---- Supplied text

Among the myriad fried and grilled foods, there are corn dogs and chicken on a stick and fried pickles and funnel cakes and tacos. There are boudin balls and gator bites and garbage fries and nachos. A man eating on a bench looks up to tell me, “This is the best Philly cheese steak I’ve ever had,” a look of true astonishment in his eyes.
I go for an onion cheeseburger. It’s grilled to order in front of me with thin-cut onions on top, and is one of the best things I’ve eaten since moving to the great state of Texas a month ago. The side of fries, handcut and skinny and promising, weren’t crisp anymore, sitting around — much like the mass of people waiting on parades or Sugar Ray — to the point of sadness. The burger sets me back only $10, which, if not for the fries, I’d say is one of the best bargains here. My cohort opts for a plate of chicken tenders and crinkle cut fries, perfectly fine, but with a $12 price tag. Add in lemonade and you’re looking at $17 total.

--------
---- Provided data

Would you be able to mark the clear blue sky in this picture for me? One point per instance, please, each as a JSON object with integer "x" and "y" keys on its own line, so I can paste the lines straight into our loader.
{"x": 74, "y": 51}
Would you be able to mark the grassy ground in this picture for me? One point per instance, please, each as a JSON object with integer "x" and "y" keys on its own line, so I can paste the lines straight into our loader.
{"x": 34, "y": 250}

--------

Copy the food passage word for word, starting at "I go for an" and ending at "at $17 total.". The data is separate material, apart from the food passage.

I go for an onion cheeseburger. It’s grilled to order in front of me with thin-cut onions on top, and is one of the best things I’ve eaten since moving to the great state of Texas a month ago. The side of fries, handcut and skinny and promising, weren’t crisp anymore, sitting around — much like the mass of people waiting on parades or Sugar Ray — to the point of sadness. The burger sets me back only $10, which, if not for the fries, I’d say is one of the best bargains here. My cohort opts for a plate of chicken tenders and crinkle cut fries, perfectly fine, but with a $12 price tag. Add in lemonade and you’re looking at $17 total.